● **Texto de referencia**:
■ ■ ■ ■ ■ ■ ■
- Belicoso y sobrado, Sánchez no tuvo empacho en denominar como “circo” y “comisión de difamación” a la institución que le preguntaba en nuestro nombre.
Pedro Sánchez compareció en el Senado ante la comisión de investigación creada para investigar supuestas irregularidades en contratos públicos, intermediaciones y financiación del PSOE ligadas al caso Koldo con un nuevo complemento: un par de gafas de cerca.
De Dior, por supuesto. Qué menos.
En Sánchez nada es casual. Si se pone gafas es para que hablemos de gafas. No del caso, ni de su familia imputada, ni de los pagos en sobres del PSOE.
Mejor del accesorio, sí. De lo accesorio.
De las gafas de sol del Falcon (las del estreno presidencial tras la moción de censura, con el flequillo obediente de su primer Albares al lado) a estas gafas de leer en la Cámara Alta, entre dossieres y acusaciones de corrupción, hay una era de distancia y un país desesperanzado de por medio.
De las Ray-Ban de conquista a las Dior de supervivencia.
Las gafas del presidente en el Senado cumplían con una función imprescindible: ser una herramienta de precisión para enfocar el texto y para desenfocar el entorno.
Y, por supuesto, para la liturgia y la escenografía.
Puestas, o en la mano, pero también a media nariz, para levantar la vista por encima del marco y mirar al de enfrente sin perder el guion. Es más fácil ironizar, incluso despreciar, con las gafas a medio camino: ves lo justo para leer la réplica y mirar por encima al adversario.
Y ese “por encima” es literal. Para Sánchez, sea quien sea el que habla, siempre es público. Nunca interlocutor. Lo suyo no es el debate, es la función.
Mientras el Senado buscaba respuestas (con poca solvencia, todo hay que decirlo), las cámaras buscaban planos. Y, en vísperas de Halloween, el disfraz era inevitable.
Sánchez no ha querido ir con el tumbao de Pedro Navaja, sino con la apostura de Pedro Pascal: gesto serio, verbo disciplinado, mirada filtrada. Lo suyo es un “truco o trato” permanente. El trato ya lo firmó con quienes necesita mantener cerca, aunque ya los perciba cada vez más lejos.
Para con el país, siempre elige el truco.
■ ■ ■ ■ ■ ■ ■
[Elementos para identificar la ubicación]
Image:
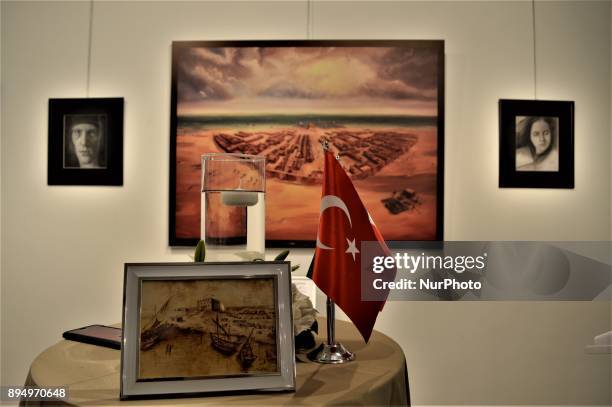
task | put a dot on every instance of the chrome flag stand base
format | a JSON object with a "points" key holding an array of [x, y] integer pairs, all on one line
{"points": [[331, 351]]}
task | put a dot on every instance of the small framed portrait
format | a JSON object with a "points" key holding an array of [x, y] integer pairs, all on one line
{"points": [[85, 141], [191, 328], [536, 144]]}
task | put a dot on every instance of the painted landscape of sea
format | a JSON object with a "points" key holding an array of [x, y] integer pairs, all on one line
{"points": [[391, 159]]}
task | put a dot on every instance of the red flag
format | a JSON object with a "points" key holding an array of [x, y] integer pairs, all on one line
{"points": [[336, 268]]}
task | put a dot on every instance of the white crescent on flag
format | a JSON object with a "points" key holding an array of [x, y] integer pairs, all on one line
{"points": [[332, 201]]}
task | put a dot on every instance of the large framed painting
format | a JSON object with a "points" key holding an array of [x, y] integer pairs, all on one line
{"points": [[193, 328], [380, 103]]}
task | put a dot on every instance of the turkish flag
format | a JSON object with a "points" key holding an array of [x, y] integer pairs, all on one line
■ ■ ■ ■ ■ ■ ■
● **Tareas escritas**:
**A)** Enumera todas las personas o personajes llamados Pedro que aparecen en el artículo sobre las gafas de Sánchez.
**B)** Prolonga el artículo sobre las gafas de Sánchez a partir de su última frase.

● **Respuestas del ejercicio**:
**A)** Pedro Sánchez, Pedro Navaja y Pedro Pascal.

**B)**
No hubo piedad en la sesión. Preguntas sobre los pagos en efectivo en el PSOE, sobre la trama de contratos públicos y su relación con el entorno de Koldo, sobre los negocios de Casa Sánchez…
El presidente respondió con la mezcla de serenidad, desdén y cinismo que ya conocemos, como no podía ser de otra manera. Sólo se desencajó, como es habitual, cuando le mentaron a su esposa, a la que eximió por completo de cualquier relación con el rescate de Air Europa.
Belicoso y sobrado, no tuvo empacho en denominar como “circo” y “comisión de difamación” a la institución que le preguntaba en nuestro nombre.
Poca información obtuvieron los senadores, es cierto. Se ve que siguen sin tomarse demasiado a pecho la parte de la investigación. Apenas un reconocimiento de haber liquidado (anecdóticamente) gastos contra facturas, la negación rotunda de haber tenido relación alguna con Víctor de Aldama.
Pero, aunque a continuación volvió al trigo de la corrupción del PP, para mí el momento cumbre de la comparecencia de Pedro Sánchez fue cuando expresó, casi con candor de mártir, una frase que lo marca todo: “Quiero poner sobre la mesa mi verdad”.
Ay, ese desprecio por la verdad única de los hechos. Esa propensión a la verdad propia. Dúctil, acomodaticia. Personalizada, a medida, graduada como sus gafas nuevas.
Pero la cuestión es que el presidente del Gobierno de España estaba obligado a decir la verdad. En caso de no hacerlo, se enfrentaría a varias sanciones, tal y como recoge el Código Penal en su artículo 502: «El que convocado ante una comisión parlamentaria de investigación faltare a la verdad en su testimonio será castigado con la pena de prisión de seis meses a un año o multa de 12 a 24 meses».
Sin embargo, Pedro Sánchez ha afirmado literalmente ante la comisión del Senado que, cuando el entonces ministro Ábalos le comunicó que Delcy Rodríguez iba a visitar España (en enero de 2020), “desconocía que tuviera sanciones personales de prohibición de pisar suelo europeo”.
Y eso es faltar a la verdad. Nuestro presidente del Gobierno conocía necesariamente las sanciones individuales contra miembros del régimen de Maduro, que incluían la prohibición de pisar el territorio de la Unión Europea.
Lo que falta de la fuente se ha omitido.